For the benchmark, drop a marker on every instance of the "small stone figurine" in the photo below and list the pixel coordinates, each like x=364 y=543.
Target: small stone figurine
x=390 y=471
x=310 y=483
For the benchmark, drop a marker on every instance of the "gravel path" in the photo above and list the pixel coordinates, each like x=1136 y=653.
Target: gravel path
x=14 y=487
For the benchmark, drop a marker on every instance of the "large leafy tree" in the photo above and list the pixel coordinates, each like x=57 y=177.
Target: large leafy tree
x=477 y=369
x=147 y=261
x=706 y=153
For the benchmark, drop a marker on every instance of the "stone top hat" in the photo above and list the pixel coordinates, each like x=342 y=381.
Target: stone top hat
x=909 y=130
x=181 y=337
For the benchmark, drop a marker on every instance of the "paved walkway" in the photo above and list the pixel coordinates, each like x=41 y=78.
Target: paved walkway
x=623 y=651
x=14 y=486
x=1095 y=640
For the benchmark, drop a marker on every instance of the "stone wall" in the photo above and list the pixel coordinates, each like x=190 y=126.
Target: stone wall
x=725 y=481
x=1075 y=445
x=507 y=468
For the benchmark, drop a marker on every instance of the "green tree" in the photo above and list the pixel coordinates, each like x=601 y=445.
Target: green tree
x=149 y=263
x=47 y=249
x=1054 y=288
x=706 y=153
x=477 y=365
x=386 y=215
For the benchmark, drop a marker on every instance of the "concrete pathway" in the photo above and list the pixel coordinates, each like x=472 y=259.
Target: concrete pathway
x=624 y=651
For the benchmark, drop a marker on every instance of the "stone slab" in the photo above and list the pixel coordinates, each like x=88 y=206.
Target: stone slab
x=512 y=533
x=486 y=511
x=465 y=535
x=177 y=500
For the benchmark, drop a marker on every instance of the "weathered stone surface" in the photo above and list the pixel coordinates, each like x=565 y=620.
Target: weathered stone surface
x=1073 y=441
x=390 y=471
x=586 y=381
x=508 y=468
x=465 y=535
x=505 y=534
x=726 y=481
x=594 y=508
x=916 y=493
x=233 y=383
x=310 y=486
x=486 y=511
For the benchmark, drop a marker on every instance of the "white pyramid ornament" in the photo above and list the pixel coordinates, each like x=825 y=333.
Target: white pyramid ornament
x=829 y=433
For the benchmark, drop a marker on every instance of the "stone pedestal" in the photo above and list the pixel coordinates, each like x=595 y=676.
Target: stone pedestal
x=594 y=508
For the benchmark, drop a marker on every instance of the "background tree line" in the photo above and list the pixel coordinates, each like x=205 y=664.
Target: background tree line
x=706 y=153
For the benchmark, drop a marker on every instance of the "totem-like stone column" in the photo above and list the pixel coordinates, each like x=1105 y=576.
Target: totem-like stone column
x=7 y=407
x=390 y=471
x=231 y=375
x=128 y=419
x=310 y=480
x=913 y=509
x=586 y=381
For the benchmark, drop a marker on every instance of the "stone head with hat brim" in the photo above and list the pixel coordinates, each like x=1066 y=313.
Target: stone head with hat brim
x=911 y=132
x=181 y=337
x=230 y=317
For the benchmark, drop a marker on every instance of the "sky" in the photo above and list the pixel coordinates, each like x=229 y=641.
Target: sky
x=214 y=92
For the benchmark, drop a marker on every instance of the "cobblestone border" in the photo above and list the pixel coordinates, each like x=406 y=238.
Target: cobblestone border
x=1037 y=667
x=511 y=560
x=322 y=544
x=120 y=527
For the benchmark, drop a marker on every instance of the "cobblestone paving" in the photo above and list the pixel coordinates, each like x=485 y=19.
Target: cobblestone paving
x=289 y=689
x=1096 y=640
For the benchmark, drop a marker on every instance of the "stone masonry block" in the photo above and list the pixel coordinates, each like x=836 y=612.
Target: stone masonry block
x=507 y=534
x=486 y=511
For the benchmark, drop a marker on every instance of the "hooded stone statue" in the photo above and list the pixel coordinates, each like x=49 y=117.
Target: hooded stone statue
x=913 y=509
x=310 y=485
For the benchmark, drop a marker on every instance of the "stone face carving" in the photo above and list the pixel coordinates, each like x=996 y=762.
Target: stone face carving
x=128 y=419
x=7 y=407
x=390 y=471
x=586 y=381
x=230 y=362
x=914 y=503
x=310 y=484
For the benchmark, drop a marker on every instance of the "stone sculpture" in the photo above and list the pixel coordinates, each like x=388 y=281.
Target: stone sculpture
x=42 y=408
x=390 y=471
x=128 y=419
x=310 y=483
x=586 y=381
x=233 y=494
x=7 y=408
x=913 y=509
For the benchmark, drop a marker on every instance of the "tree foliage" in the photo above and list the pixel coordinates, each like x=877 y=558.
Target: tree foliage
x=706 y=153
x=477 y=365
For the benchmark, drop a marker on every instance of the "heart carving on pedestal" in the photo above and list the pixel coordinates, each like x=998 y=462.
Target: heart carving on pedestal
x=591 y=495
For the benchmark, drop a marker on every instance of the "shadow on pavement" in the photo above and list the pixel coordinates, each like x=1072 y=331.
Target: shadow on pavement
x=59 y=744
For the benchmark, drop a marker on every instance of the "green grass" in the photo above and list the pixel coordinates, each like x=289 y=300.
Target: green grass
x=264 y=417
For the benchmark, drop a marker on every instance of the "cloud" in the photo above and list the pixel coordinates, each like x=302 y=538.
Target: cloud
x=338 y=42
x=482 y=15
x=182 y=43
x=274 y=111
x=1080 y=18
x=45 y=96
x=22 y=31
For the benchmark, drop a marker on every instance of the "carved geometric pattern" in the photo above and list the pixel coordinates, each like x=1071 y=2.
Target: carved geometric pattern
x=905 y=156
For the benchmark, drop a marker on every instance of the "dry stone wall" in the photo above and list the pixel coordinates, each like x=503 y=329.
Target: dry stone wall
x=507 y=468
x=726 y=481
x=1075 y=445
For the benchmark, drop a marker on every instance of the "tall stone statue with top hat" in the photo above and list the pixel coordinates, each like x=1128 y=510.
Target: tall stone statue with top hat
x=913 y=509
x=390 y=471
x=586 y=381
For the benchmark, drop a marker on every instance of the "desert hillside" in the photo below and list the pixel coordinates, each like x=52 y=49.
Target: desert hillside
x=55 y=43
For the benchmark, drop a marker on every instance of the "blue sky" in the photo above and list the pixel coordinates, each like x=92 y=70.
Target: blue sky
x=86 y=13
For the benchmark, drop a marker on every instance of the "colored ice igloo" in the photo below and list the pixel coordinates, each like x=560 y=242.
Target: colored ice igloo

--

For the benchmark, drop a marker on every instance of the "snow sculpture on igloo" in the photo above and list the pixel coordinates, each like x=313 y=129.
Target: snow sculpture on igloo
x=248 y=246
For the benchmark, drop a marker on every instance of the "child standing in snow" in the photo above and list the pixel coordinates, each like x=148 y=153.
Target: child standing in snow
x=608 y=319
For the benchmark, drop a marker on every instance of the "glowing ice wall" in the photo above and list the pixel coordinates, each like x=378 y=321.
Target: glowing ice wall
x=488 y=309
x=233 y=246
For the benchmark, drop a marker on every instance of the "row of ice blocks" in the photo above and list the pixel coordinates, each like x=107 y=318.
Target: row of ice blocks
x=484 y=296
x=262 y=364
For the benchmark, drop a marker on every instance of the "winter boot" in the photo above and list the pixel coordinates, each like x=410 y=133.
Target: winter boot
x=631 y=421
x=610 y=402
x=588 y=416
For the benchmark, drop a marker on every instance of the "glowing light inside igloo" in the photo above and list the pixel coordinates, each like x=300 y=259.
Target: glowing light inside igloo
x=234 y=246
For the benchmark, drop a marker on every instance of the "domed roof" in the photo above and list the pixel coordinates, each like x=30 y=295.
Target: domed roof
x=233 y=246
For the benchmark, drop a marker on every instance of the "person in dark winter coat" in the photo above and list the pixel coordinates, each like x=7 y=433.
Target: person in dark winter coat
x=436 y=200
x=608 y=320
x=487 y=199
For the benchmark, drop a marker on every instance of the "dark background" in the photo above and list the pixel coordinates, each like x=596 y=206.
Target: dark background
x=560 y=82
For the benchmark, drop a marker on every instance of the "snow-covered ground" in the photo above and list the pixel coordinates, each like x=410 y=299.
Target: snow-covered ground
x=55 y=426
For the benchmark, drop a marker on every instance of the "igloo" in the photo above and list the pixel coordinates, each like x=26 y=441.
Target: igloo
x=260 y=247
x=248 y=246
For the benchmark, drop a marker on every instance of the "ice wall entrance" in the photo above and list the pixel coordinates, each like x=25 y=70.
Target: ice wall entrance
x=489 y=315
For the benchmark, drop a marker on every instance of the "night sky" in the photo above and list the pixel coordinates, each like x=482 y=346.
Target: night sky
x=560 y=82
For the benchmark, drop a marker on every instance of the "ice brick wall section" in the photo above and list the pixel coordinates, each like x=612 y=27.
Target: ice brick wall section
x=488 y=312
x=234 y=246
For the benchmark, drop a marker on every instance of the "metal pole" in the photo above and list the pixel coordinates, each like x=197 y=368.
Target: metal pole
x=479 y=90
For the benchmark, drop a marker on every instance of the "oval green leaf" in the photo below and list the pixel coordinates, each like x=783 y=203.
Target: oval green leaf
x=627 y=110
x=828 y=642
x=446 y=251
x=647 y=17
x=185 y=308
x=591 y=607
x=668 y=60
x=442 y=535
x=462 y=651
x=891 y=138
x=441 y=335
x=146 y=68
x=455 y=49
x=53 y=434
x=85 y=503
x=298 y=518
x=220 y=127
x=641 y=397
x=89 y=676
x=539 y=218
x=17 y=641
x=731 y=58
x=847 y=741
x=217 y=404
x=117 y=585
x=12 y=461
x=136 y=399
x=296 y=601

---

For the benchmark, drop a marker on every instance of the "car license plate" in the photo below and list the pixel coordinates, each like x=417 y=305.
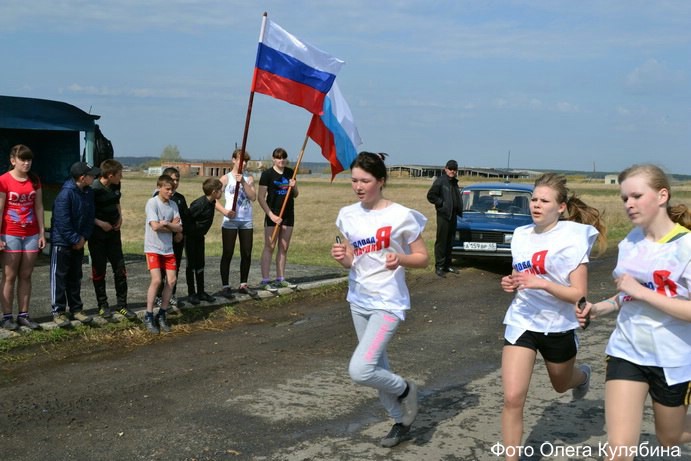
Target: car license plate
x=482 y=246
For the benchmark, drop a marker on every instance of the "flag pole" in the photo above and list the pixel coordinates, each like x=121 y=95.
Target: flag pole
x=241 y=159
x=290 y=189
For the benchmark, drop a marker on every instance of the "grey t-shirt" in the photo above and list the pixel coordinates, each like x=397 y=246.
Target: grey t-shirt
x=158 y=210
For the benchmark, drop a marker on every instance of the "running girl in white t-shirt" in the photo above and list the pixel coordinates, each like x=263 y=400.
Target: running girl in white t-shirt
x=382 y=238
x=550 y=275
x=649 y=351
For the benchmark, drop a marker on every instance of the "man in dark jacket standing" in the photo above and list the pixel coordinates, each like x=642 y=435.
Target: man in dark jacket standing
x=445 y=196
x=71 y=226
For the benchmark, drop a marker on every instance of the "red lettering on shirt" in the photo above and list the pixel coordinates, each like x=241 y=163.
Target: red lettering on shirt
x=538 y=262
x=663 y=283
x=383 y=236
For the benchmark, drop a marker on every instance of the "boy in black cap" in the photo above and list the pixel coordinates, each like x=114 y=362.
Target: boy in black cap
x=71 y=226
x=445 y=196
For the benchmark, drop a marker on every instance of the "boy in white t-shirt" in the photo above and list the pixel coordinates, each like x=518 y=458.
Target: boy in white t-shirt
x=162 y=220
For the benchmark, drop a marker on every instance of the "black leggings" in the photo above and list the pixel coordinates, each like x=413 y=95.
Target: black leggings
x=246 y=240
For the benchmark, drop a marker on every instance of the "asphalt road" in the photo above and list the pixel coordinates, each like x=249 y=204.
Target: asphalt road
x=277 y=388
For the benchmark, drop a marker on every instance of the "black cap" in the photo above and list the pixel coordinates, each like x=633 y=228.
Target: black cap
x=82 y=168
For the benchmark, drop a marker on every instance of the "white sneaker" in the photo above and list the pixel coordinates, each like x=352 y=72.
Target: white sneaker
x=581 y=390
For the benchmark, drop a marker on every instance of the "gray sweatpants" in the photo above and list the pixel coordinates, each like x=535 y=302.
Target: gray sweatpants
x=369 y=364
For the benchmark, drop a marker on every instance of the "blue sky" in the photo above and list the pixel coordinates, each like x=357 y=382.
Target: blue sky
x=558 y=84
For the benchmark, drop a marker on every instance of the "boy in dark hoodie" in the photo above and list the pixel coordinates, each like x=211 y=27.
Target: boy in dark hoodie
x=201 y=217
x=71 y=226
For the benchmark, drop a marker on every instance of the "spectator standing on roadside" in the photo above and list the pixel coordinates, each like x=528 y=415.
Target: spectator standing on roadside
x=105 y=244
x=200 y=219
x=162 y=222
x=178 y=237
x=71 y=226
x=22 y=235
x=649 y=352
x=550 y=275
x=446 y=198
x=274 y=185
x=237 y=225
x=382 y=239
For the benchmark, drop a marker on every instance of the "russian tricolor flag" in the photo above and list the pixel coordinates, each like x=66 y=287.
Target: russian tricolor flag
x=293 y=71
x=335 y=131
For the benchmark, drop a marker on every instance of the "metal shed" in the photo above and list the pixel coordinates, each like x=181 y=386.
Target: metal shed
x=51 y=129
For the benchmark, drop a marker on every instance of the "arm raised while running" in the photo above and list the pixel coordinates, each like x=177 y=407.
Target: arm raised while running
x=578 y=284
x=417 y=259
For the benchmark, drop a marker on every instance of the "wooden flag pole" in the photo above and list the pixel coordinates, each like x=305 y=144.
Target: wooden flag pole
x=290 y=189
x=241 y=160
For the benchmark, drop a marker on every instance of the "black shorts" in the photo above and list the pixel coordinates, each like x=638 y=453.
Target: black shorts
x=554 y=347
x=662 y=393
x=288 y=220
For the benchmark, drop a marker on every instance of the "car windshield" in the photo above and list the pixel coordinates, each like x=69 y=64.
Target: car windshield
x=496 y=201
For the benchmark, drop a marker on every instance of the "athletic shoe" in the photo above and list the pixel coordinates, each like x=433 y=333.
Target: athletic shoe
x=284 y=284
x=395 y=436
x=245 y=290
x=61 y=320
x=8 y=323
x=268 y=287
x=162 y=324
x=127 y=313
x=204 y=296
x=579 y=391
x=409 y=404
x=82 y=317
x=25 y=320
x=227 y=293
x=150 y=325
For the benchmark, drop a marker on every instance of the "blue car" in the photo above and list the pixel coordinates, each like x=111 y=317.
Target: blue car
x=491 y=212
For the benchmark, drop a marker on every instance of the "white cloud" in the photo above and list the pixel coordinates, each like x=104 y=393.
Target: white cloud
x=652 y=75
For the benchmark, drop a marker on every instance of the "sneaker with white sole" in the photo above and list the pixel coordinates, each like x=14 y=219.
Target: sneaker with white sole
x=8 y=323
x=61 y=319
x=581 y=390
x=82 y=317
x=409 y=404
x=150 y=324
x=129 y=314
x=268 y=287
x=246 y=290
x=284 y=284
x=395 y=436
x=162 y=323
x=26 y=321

TASK OBJECTIVE: Convert the records between the lines holding "like x=642 y=435." and "x=383 y=236", inclusive, into a two-column CSV with the headers text and answer. Give one row per record, with each field quoted and its line breaks replaced by spaces.

EXERCISE SOLUTION:
text,answer
"For the benchmark, drop a marker on every instance of the ""man in dark jacket standing"" in the photo above and list the pixel coordinates, each like x=642 y=435. Target: man in dark jacket standing","x=445 y=196 x=71 y=226"
"For the benchmark, drop a marker on every instance of the ""red lettering on shirt"" in the photo above and list the pixel coordinates, each like x=241 y=163. Target: red lettering on shirt","x=538 y=262 x=663 y=283 x=383 y=236"